Raw records
**********

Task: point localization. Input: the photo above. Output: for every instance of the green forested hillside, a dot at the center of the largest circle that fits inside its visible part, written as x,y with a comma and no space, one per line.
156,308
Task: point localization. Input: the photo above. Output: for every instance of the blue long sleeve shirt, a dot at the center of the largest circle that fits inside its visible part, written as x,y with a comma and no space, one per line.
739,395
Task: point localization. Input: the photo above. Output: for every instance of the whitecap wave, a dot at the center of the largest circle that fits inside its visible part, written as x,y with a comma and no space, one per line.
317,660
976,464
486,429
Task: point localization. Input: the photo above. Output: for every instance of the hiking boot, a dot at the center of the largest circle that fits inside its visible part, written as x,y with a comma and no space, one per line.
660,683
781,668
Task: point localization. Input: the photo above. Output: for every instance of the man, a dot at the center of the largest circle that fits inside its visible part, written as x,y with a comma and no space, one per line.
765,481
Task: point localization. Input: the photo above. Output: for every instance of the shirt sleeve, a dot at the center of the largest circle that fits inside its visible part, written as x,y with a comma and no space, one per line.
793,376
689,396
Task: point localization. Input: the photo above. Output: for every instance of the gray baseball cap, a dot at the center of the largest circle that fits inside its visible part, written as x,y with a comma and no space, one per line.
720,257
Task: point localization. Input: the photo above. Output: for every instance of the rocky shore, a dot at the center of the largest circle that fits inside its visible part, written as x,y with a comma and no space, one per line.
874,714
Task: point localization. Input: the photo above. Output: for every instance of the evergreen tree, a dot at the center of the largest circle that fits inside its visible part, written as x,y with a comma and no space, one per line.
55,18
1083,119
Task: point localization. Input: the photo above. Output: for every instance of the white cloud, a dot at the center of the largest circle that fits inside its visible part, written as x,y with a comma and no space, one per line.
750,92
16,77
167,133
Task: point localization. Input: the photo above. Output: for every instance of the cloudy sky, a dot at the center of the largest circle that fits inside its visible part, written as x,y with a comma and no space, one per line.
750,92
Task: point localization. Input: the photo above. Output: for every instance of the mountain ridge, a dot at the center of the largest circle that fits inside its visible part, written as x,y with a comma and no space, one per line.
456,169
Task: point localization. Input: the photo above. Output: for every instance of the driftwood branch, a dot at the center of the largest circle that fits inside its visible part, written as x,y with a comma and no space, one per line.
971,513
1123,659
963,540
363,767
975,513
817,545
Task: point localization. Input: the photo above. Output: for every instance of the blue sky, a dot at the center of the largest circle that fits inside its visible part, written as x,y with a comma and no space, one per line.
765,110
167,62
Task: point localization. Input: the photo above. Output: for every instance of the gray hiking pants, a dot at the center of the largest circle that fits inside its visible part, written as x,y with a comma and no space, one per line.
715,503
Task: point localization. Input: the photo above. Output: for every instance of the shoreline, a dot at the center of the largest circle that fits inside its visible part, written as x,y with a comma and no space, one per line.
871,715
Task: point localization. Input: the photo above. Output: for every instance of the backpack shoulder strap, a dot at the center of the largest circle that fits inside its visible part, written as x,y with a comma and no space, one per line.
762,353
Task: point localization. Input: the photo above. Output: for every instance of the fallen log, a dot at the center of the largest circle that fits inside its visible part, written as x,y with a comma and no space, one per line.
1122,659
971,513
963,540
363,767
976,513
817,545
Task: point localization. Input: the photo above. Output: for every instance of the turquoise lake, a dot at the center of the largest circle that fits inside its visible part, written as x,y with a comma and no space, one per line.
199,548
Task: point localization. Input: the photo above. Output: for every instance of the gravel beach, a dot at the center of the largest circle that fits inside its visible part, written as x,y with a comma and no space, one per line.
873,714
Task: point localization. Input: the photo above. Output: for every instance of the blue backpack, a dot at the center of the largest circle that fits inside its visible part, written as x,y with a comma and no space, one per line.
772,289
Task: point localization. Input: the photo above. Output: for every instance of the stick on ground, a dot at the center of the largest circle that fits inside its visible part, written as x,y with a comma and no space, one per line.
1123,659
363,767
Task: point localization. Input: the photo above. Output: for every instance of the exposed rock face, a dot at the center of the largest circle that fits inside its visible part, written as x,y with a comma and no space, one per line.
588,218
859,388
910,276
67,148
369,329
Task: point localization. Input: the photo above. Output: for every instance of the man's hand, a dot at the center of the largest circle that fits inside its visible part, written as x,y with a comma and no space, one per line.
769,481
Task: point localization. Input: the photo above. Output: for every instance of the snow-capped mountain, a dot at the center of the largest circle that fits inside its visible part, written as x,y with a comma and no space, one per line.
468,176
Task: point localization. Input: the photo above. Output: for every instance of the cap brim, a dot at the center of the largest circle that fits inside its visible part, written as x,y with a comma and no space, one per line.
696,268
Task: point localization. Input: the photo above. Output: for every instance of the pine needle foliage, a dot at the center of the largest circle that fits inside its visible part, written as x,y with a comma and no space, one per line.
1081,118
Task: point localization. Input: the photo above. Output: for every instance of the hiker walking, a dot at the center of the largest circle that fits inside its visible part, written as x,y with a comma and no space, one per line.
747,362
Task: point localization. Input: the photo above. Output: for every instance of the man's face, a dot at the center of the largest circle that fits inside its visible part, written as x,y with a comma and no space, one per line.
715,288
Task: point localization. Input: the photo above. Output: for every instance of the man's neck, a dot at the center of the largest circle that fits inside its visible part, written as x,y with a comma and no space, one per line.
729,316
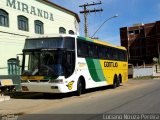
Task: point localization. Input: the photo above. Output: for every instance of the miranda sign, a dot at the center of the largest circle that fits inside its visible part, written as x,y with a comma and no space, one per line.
29,9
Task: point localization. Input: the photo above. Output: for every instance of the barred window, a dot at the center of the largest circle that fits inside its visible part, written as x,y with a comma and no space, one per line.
4,18
39,27
23,23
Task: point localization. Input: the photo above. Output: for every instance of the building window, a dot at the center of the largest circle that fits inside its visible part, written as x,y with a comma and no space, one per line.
71,32
62,30
4,19
13,66
39,27
23,23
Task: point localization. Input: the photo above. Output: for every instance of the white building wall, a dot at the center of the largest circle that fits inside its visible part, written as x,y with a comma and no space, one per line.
12,39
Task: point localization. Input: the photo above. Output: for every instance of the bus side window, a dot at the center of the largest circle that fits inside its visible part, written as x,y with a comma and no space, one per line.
90,49
108,53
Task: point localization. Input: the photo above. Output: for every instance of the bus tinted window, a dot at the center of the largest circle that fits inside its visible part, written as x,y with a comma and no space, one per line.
97,51
82,48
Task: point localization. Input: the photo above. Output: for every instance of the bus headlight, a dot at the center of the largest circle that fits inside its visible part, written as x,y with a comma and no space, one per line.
56,81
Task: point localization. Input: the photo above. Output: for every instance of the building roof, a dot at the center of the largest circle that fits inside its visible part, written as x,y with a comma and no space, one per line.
53,4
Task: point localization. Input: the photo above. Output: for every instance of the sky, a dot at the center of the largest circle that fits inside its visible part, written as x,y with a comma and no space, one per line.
129,12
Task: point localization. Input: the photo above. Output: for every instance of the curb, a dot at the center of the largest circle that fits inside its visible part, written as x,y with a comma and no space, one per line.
4,98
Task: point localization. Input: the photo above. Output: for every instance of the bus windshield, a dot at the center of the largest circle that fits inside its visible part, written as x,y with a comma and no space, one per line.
46,63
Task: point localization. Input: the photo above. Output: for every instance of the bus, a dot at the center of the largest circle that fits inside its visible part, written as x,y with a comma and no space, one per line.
62,64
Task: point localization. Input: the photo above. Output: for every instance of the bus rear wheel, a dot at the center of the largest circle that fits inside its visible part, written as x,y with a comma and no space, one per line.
79,88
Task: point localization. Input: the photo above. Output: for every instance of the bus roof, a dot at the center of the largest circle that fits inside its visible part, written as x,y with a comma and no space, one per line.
101,42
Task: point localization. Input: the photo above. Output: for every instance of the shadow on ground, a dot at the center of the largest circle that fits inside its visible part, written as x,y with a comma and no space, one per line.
20,95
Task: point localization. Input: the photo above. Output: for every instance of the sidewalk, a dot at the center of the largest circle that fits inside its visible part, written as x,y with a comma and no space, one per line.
4,98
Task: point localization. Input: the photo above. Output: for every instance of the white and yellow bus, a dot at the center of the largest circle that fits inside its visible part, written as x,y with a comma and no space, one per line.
71,63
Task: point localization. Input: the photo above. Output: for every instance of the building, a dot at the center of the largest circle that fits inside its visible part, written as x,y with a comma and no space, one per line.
20,19
142,42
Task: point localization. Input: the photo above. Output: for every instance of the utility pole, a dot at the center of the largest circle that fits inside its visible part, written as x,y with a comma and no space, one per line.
85,12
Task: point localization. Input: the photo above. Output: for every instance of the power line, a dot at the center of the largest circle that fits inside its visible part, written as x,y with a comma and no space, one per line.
86,11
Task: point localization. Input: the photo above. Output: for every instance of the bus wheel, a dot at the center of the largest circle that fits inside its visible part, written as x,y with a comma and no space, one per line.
79,88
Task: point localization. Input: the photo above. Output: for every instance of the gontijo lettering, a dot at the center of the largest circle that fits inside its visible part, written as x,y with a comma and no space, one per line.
110,64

**********

- Task to complete
Convert the records into a JSON list of strings, one string per line and with blank lines left out. Begin at the line that has "of the gontijo" and go through the end of the records.

- Exercise result
[
  "Task: point localization. Input: the photo above. Output: for every instance of the gontijo lettering, a dot at the center of the largest circle that fits inside its visible part, written as x,y with a comma and no space, one per line.",
  "110,64"
]